Shaun erinnert sich genau an das, was sein Lehrer damals über das Gemälde gesagt hat, weil seine Frau ihm eine Postkarte des Gemäldes schenkte und das, was der Lehrer sagte, auf die Rückseite geschrieben hatte:

Ein Gemälde in einem Gemälde, hatte sein Lehrer gesagt – schaut es euch genau an. Seht nur. Velázquez, der Künstler, ist selbst in dem Bild präsent, beim Malen an seiner Staffelei, er malt den König und die Königin, die sich aber, wie wir, die Betrachter, außerhalb des Gemäldes befinden und auf die Szenerie blicken. Wir wissen nur, dass sie da sind, weil wir ihr Abbild in einem Spiegel auf dem Gemälde sehen. Uns bietet sich derselbe Anblick wie dem König und der Königin – ihre Tochter und deren Zofen, nach denen das Gemälde benannt ist: Las Meninas, «Die Hoffräulein». Was ist also das eigentliche Sujet – der König und die Königin (die gemalt werden und deren weiße Gesichter im Spiegel, wenn auch nur klein, zentral im Hintergrund zu sehen sind), ihre Tochter (der Stern in der Mitte, so leuchtend und blond im Zwielicht), ihre Zofen (und andere der Prinzessin Untergebene – Zwerge, Anstandsdamen und Hunde), der Mann, der im Hintergrund im Türrahmen lauert und eine Nachricht zu überbringen scheint, Velázquez (der im Gemälde als Maler deutlich zu erkennen ist, ein Maler, der an seiner Staffelei steht, der ein Porträt des Königs und der Königin malt, das aber auch das Gemälde Las Meninas selbst sein könnte), oder sind wir es, die Betrachterinnen, die an derselben Stelle stehen wie der König und die Königin und auf das Gemälde blicken und die sowohl von Velázquez und der kindlichen Prinzessin angeschaut werden als auch, im Spiegelbild, von dem König und der Königin? Oder ist das Sujet des Gemäldes Kunst an sich (also eine Reihe von Illusionen, Tricks und Kniffen innerhalb eines Lebens) oder gar das Leben selbst (also eine Reihe von Illusionen und Tricks und Kniffen innerhalb eines Bewusstseins, das versucht, das Leben mittels Wahrnehmung und Träumen und Kunst zu verstehen)? (Seite 14 f.)

☆ ☆ ☆ ☆

> AUFGABEN:
1. Beantworte diese Fragen zum Text über Las Meninas:
(a) Warum erinnert sich Shaun genau an das, was sein Lehrer über das Gemälde gesagt hat?
(b) Woran erkennen die Betrachter laut dem Lehrer, dass der König und die Königin da sind?
(c) Wer befindet sich im Hintergrund im Türrahmen?
2. Bitte führe den Text über Las Meninas weiter, beginnend nach seinem letzten Satz.

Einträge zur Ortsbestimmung

☆ ☆ ☆ ☆

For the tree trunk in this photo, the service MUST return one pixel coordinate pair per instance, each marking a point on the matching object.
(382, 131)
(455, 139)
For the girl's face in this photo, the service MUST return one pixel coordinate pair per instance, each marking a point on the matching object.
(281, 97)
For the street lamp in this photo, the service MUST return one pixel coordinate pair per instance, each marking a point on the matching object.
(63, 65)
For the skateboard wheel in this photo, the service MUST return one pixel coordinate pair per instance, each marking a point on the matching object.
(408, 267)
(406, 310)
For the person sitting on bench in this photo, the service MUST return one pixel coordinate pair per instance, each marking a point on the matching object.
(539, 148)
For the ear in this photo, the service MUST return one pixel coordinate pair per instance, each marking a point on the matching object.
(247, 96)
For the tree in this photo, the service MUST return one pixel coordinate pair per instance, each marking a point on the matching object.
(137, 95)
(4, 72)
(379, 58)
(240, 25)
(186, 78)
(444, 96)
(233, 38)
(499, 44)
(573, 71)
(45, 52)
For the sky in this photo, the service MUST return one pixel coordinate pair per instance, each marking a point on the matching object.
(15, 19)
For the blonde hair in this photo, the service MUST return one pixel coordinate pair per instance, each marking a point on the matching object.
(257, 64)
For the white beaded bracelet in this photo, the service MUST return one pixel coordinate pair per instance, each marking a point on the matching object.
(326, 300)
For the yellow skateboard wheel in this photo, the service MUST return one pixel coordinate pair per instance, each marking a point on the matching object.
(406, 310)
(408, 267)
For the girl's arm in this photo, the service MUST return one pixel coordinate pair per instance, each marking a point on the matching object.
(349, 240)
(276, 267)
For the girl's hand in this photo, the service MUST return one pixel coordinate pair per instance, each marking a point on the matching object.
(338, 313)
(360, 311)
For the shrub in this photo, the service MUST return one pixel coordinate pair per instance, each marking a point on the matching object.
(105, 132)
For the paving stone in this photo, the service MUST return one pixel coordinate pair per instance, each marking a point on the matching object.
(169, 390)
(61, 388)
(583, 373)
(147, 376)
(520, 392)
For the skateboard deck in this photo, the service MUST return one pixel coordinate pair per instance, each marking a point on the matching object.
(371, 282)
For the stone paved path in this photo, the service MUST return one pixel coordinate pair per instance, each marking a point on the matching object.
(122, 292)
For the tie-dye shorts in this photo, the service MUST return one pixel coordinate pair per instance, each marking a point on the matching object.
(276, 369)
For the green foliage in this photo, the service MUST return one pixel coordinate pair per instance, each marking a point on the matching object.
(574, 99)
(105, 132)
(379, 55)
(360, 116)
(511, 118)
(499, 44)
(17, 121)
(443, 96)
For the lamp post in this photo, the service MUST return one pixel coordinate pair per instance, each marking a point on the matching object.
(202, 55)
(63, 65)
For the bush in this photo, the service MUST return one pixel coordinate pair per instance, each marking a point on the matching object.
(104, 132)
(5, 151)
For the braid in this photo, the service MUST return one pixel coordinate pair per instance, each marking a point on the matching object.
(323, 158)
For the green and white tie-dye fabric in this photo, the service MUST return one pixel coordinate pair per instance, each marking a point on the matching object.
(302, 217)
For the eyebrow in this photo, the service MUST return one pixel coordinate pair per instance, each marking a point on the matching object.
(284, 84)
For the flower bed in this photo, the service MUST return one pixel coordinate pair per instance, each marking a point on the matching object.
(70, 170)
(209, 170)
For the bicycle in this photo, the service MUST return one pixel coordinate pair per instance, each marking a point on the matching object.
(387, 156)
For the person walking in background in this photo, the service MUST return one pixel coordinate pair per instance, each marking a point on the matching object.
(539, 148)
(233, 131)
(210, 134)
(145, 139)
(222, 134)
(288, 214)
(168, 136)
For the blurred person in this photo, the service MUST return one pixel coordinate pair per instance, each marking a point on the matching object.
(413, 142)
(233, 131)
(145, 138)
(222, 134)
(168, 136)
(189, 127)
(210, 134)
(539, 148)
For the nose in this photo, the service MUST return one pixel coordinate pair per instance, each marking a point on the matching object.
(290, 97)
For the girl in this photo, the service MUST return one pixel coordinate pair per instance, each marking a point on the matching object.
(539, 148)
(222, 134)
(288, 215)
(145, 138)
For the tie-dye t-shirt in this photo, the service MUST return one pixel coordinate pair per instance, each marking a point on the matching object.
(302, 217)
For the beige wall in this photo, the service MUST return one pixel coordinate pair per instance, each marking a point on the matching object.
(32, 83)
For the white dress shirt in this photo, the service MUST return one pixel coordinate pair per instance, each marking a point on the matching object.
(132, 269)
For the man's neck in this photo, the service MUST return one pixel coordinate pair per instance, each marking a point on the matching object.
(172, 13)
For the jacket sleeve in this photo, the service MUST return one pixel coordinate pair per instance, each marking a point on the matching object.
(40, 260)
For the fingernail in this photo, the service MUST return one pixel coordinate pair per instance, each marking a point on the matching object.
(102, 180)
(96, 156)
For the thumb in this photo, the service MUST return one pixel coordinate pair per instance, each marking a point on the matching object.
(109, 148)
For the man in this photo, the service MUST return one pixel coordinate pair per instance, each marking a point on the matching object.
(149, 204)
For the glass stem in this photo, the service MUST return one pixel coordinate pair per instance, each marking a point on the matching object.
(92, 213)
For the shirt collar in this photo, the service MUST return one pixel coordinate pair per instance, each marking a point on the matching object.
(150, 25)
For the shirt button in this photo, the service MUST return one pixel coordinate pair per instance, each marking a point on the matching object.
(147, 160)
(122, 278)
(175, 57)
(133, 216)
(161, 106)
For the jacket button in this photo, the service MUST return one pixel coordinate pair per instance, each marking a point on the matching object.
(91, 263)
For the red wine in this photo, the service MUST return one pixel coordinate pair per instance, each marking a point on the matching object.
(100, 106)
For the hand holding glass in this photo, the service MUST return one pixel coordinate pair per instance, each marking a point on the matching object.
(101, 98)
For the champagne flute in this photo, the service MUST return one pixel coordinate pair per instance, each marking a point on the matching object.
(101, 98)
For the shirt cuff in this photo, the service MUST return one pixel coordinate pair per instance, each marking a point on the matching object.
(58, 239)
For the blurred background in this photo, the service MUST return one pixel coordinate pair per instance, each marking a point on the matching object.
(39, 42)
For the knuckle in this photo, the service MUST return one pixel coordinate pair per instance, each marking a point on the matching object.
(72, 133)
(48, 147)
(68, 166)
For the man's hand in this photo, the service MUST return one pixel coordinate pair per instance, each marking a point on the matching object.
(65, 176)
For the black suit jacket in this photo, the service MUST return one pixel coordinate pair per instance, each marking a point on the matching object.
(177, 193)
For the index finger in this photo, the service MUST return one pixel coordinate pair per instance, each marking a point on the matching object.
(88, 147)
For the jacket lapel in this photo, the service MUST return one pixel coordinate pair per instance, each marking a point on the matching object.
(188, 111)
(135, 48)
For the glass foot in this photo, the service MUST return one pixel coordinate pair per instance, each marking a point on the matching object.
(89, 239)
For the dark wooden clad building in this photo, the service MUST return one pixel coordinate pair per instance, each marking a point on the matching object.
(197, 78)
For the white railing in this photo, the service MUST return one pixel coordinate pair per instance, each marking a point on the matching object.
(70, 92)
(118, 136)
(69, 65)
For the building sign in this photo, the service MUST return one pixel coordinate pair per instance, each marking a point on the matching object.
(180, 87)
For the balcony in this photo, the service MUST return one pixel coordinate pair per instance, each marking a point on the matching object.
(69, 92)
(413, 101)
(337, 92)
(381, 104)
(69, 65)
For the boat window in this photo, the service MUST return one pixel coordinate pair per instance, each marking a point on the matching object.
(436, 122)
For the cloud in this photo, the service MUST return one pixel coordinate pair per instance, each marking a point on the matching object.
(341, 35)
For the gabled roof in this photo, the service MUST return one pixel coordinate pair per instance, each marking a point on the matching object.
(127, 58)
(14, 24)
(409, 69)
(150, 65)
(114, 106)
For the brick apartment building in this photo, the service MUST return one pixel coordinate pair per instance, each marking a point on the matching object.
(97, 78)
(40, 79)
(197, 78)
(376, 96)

☆ ☆ ☆ ☆

> ERWARTETE LÖSUNGEN:
1.
(a) Seine Frau schenkte ihm eine Postkarte des Gemäldes und hatte die Worte des Lehrers auf die Rückseite geschrieben.
(b) Ihr Abbild ist in einem Spiegel auf dem Gemälde zu sehen.
(c) Ein Mann, der dort lauert und eine Nachricht zu überbringen scheint.

2.
Indem sie «Las Meninas» schildert, erklärt Samantha Harvey, was sie mit ihrem Buch macht, man muss nur «Maleratelier» durch «Raumstation» ersetzen und König und Königin durch Astronauten. Wir Betrachter respektive Leser stehen da, wo im Bild König und Königin respektive die Astronauten stehen und schauen, wie sie, auf das Maleratelier/die Raumstation. Im Zentrum steht hell leuchtend die Prinzessin, im Fall der Raumstation ist das die leuchtende Erde, um die sie kreist. Und das Thema des Buchs ist, wie beim Gemälde, das Betrachten und damit eigentlich das Leben selbst, stellvertretend abgebildet durch das Leben auf der Raumstation und den sehnsüchtigen Blick durch die Panoramafenster auf die kleine, verletzliche Erde.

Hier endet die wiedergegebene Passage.